[Referring expression data]
· · · · · · ·
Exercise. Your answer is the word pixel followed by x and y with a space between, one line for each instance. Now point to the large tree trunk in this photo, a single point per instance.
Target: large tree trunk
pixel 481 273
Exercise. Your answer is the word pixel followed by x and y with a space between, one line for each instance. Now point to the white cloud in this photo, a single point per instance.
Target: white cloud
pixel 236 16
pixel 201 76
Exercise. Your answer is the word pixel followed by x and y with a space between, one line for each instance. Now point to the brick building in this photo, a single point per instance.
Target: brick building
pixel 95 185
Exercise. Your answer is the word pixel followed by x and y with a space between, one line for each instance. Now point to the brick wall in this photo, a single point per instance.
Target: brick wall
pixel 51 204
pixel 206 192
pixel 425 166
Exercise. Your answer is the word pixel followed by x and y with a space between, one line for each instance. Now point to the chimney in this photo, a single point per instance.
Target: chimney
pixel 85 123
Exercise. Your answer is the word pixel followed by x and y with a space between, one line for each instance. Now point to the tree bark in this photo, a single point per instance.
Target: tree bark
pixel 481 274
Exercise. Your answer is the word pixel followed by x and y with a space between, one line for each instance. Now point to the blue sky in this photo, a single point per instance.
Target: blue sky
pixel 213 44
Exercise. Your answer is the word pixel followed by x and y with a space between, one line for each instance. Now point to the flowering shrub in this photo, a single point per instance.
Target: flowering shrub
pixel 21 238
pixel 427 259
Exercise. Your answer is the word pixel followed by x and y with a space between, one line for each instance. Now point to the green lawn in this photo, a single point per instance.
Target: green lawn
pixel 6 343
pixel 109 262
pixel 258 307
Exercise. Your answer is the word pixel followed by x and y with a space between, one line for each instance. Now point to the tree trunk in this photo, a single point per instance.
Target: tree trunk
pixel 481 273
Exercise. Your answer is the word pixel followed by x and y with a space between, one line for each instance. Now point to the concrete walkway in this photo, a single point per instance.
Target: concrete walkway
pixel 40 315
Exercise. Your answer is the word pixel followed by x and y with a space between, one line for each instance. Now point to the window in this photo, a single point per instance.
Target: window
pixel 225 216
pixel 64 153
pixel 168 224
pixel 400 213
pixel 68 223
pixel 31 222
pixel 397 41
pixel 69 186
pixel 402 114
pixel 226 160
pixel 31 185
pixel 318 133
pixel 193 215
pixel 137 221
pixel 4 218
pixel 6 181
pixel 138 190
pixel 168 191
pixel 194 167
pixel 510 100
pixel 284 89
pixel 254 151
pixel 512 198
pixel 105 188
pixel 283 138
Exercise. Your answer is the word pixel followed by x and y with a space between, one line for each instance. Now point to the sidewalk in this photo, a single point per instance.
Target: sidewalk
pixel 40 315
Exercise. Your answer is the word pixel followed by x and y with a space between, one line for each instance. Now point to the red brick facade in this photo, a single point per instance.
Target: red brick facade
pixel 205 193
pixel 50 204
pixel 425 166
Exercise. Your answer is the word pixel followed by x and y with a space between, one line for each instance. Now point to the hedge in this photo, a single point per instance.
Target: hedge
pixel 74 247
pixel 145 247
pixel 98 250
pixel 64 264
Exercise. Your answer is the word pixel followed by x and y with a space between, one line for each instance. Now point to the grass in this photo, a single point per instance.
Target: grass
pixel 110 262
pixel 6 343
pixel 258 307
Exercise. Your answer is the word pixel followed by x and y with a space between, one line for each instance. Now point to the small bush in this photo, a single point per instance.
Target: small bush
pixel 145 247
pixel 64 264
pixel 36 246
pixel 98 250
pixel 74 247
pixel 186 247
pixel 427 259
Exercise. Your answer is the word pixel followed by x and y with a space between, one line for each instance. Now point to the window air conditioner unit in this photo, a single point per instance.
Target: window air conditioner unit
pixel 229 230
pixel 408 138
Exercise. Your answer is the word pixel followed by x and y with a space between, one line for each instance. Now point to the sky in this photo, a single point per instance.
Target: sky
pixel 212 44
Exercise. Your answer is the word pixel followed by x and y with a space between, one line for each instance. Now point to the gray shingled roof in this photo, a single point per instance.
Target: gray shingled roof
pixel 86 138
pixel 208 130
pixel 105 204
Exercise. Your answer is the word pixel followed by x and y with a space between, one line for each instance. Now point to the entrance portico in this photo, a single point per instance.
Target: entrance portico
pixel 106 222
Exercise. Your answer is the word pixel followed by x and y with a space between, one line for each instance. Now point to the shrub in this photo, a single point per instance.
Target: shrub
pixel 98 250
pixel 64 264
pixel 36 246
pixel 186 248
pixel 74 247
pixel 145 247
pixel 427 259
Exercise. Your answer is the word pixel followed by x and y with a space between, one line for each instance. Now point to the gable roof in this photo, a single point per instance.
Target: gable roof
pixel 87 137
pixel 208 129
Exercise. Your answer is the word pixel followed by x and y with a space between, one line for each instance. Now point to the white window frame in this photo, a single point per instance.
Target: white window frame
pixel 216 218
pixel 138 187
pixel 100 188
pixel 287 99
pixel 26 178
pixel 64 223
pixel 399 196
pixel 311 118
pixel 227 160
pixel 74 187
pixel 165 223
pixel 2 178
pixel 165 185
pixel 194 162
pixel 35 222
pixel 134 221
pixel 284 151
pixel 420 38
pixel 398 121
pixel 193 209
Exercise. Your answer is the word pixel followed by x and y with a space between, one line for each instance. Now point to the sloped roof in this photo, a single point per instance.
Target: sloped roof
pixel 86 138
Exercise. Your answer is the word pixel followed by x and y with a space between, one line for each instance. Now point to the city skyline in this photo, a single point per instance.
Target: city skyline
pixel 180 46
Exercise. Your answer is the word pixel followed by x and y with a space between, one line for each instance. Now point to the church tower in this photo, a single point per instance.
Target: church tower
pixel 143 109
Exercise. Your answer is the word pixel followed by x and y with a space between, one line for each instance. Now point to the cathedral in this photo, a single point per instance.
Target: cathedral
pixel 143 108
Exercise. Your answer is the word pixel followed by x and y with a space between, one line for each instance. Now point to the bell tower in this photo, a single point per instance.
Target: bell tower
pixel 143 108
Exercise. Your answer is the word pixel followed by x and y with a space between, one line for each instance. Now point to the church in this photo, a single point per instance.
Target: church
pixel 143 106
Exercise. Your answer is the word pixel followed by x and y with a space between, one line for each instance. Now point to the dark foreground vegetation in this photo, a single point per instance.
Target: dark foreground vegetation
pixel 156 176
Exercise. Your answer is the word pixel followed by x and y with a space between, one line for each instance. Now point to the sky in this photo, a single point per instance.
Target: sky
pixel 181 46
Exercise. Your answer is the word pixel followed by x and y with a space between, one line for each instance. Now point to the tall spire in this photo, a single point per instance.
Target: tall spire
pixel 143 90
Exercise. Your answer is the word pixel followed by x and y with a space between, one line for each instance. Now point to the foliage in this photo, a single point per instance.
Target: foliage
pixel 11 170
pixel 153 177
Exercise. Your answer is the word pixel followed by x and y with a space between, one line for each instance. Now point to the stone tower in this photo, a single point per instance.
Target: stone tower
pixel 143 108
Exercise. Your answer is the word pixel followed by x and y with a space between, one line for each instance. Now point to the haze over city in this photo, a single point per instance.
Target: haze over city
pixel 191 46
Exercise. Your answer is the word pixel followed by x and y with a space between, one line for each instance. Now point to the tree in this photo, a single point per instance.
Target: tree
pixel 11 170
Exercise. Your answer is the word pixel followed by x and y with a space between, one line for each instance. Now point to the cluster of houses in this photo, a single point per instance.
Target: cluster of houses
· · · · · · ·
-- WORK INSTRUCTION --
Copy out the entries above again, keeping them exact.

-- EXERCISE SOLUTION --
Exercise. Your answer is the word pixel followed by x and y with a space between, one line for each instance. Now point to the large tree trunk in this photo, a single point per instance.
Target: large tree trunk
pixel 481 273
Exercise. Your answer is the word pixel followed by x and y with a space between, one line for each instance. Now point to the white cloud in this photo, a single point per instance.
Target: white cloud
pixel 236 16
pixel 201 76
Exercise. Your answer is the word pixel followed by x and y with a space between, one line for each instance. Now point to the brick building in this photo, a single point per instance.
Target: brick building
pixel 95 185
Exercise. Your answer is the word pixel followed by x and y with a space between, one line for each instance. Now point to the brick wall in this photo, a single point per instance.
Target: brick wall
pixel 51 204
pixel 206 192
pixel 425 166
Exercise. Your answer is the word pixel followed by x and y with a space between, one line for each instance. Now point to the chimney in this photo, a single point per instance.
Target: chimney
pixel 85 123
Exercise. Your answer is the word pixel followed by x and y with a space between, one line for each instance. Now point to the tree bark in this photo, a single point per instance.
Target: tree bark
pixel 481 274
Exercise. Your answer is the word pixel followed by x and y with a space between, one line for each instance. Now point to the blue sky in this photo, a single point per instance.
Target: blue sky
pixel 213 44
Exercise. Your answer is the word pixel followed by x and y with a space between, one line for each instance. Now point to the flowering shrub in this photo, a single point per instance.
Target: flowering shrub
pixel 21 238
pixel 427 259
Exercise. Your answer is the word pixel followed by x and y with a space between, one line for each instance. Now point to the green lawn in this photo, a single point per instance.
Target: green lawn
pixel 6 343
pixel 109 262
pixel 258 307
Exercise. Your answer is the word pixel followed by x and y with a space between, one line for each instance. Now point to the tree trunk in this photo, a single point per instance.
Target: tree trunk
pixel 481 273
Exercise. Your answer is the word pixel followed by x and y with a space between, one line for each instance. Now point to the concrete walkway in this photo, a single point per instance.
Target: concrete walkway
pixel 40 315
Exercise. Your answer is the word pixel followed by x and y with a space between, one line for each instance. Now point to the window in this photo, a single point per instance.
Target: window
pixel 225 216
pixel 64 153
pixel 168 224
pixel 400 213
pixel 68 223
pixel 31 222
pixel 397 41
pixel 69 186
pixel 402 114
pixel 226 160
pixel 31 185
pixel 318 133
pixel 193 215
pixel 137 221
pixel 4 218
pixel 6 181
pixel 138 190
pixel 168 191
pixel 194 167
pixel 510 100
pixel 284 89
pixel 254 151
pixel 512 198
pixel 105 188
pixel 283 138
Exercise. Your answer is the word pixel followed by x and y with a space between, one line for each instance. Now point to the sidewalk in this photo, a single point per instance.
Target: sidewalk
pixel 40 315
Exercise. Your answer is the word pixel followed by x and y with a space between, one line for each instance. Now point to the red brick facade in this photo, a single point per instance.
Target: red brick facade
pixel 205 193
pixel 50 204
pixel 425 166
Exercise. Your answer is the word pixel followed by x and y with a space between, one line for each instance. Now point to the hedge in this photo, a single point per instance.
Target: hedge
pixel 74 247
pixel 145 247
pixel 98 250
pixel 64 264
Exercise. Your answer is the word pixel followed by x and y with a space between, one line for each instance. Now point to the grass in this photo, a single point per instance.
Target: grass
pixel 110 262
pixel 6 343
pixel 258 307
Exercise. Your answer is the word pixel followed by x and y with a space between, one line for each instance. Now point to the small bush in this photo, a single point per instance.
Target: small bush
pixel 145 247
pixel 64 264
pixel 36 246
pixel 98 250
pixel 74 247
pixel 186 247
pixel 427 259
Exercise. Your answer is the word pixel followed by x and y with a space between, one line for each instance. Now point to the window air conditioner unit in this photo, a single point per instance.
Target: window air conditioner unit
pixel 229 230
pixel 408 138
Exercise. Your answer is the word pixel followed by x and y with a space between, one line for each instance. Now point to the sky in this photo, a single point per instance.
Target: sky
pixel 212 44
Exercise. Your answer is the word pixel followed by x and y with a space between, one line for each instance. Now point to the gray shingled roof in this photo, a single point per instance.
Target: gray shingled roof
pixel 86 138
pixel 208 130
pixel 105 204
Exercise. Your answer is the word pixel followed by x and y with a space between, one line for each instance. Now point to the entrance portico in this photo, a single point per instance.
Target: entrance portico
pixel 106 222
Exercise. Your answer is the word pixel followed by x and y with a space between, one line for each instance. Now point to the shrub in this photo, a single point per instance.
Target: shrub
pixel 98 250
pixel 64 264
pixel 36 246
pixel 186 248
pixel 74 247
pixel 145 247
pixel 427 259
Exercise. Your answer is the word pixel followed by x and y with a space between, one line for each instance. Now point to the gable roof in this photo, a single point per instance.
Target: gable roof
pixel 87 137
pixel 208 129
Exercise. Your answer is the word pixel followed by x and y with a space between, one line for each instance. Now point to the white window frame in this photo, a single point per instance.
Target: white window frame
pixel 216 218
pixel 138 187
pixel 100 188
pixel 287 99
pixel 26 178
pixel 64 223
pixel 399 196
pixel 311 118
pixel 227 160
pixel 74 187
pixel 165 223
pixel 2 178
pixel 165 185
pixel 194 162
pixel 35 222
pixel 134 221
pixel 284 151
pixel 420 38
pixel 398 121
pixel 193 209
Exercise. Your answer is the word pixel followed by x and y with a space between, one line for each instance. Now point to the sloped roof in this photo, a single point per instance.
Target: sloped roof
pixel 86 138
Exercise. Your answer is the word pixel followed by x and y with a space between, one line for each instance. Now point to the city skyline in this photo, a single point per instance.
Target: city skyline
pixel 180 46
Exercise. Your answer is the word pixel followed by x and y with a space between, one line for each instance. Now point to the church tower in this photo, a single point per instance.
Target: church tower
pixel 143 109
Exercise. Your answer is the word pixel followed by x and y with a space between, one line for each instance. Now point to the cathedral in this photo, a single point per instance.
Target: cathedral
pixel 143 108
Exercise. Your answer is the word pixel followed by x and y with a space between, one line for each instance. Now point to the bell tower in this photo, a single point per instance.
Target: bell tower
pixel 143 108
Exercise. Your answer is the word pixel followed by x and y with a space between, one line for each instance. Now point to the church in this photo, a single point per instance.
Target: church
pixel 143 106
Exercise. Your answer is the word pixel followed by x and y with a space between, one line for each instance. Now point to the dark foreground vegetation in this photo, a single point per instance.
Target: dark foreground vegetation
pixel 156 176
Exercise. Your answer is the word pixel followed by x and y with a space between, one line for each instance. Now point to the sky in this photo, a single point per instance.
Target: sky
pixel 181 46
Exercise. Your answer is the word pixel followed by x and y with a space between, one line for each instance. Now point to the tall spire in this photo, a single point per instance.
Target: tall spire
pixel 143 90
Exercise. Your answer is the word pixel followed by x and y with a space between, one line for each instance. Now point to the foliage in this photo, a single point per instance.
Target: foliage
pixel 11 170
pixel 153 177
Exercise. Your answer is the word pixel followed by x and y with a space between, one line for each instance. Now point to the stone tower in this photo, a single point per instance.
Target: stone tower
pixel 143 108
Exercise. Your answer is the word pixel followed by x and y with a space between, one line for each instance. Now point to the haze over city in this photo, a single point per instance.
Target: haze over city
pixel 191 46
Exercise. Your answer is the word pixel followed by x and y with a space between, one line for each instance. Now point to the tree in this photo, a single point per instance.
Target: tree
pixel 11 170
Exercise. Your answer is the word pixel followed by x and y with a space between, one line for each instance. Now point to the cluster of houses in this photo, a single point per instance.
Target: cluster of houses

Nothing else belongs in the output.